- [THE TASK] Transcribe, exactly as they appear, only the lines from the one holding "Objective — a point for each instance of the figurine" through the end of the entries below.

Records of labeled points

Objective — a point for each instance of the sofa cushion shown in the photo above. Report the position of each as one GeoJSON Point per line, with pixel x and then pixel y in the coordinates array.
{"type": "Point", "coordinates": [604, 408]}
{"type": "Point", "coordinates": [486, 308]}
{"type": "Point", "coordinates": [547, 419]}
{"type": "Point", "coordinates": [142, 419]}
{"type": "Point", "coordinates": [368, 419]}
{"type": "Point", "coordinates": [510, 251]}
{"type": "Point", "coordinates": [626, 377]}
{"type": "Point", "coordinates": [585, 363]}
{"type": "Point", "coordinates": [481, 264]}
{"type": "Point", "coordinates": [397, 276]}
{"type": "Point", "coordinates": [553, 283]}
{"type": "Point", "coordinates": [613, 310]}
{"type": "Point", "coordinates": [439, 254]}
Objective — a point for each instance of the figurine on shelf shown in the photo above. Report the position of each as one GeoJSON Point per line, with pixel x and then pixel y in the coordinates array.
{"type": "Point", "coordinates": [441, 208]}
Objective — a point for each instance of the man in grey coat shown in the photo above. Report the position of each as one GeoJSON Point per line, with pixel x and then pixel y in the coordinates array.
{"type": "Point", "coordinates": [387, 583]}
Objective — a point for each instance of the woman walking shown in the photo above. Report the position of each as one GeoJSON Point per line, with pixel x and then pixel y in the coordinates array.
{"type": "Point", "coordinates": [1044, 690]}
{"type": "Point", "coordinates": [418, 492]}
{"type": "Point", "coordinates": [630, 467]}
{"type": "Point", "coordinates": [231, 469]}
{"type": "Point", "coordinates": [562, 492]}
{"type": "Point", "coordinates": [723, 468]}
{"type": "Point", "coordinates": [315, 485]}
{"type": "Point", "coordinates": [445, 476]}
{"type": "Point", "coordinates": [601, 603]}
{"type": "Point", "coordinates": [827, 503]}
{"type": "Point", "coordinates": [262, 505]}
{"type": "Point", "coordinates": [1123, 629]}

- [ANSWER]
Objective — a point for each instance of the figurine on shelf shown in the photo above. Report the position of each as one GeoJSON Point per line, with pixel x and then pixel y in the coordinates array.
{"type": "Point", "coordinates": [441, 208]}
Objective — a point for each instance of the man in grey coat shown in the photo above. Report the position of each as one GeoJSON Point per line, with pixel x and then pixel y in the coordinates array.
{"type": "Point", "coordinates": [387, 583]}
Objective — a point for each instance of the woman walking shown in the photo above. Report the position of each as one GeoJSON Point per line, with pixel x and then pixel y in the coordinates array.
{"type": "Point", "coordinates": [1044, 690]}
{"type": "Point", "coordinates": [418, 492]}
{"type": "Point", "coordinates": [630, 467]}
{"type": "Point", "coordinates": [231, 469]}
{"type": "Point", "coordinates": [562, 492]}
{"type": "Point", "coordinates": [723, 468]}
{"type": "Point", "coordinates": [315, 485]}
{"type": "Point", "coordinates": [445, 476]}
{"type": "Point", "coordinates": [601, 603]}
{"type": "Point", "coordinates": [827, 503]}
{"type": "Point", "coordinates": [262, 505]}
{"type": "Point", "coordinates": [1123, 629]}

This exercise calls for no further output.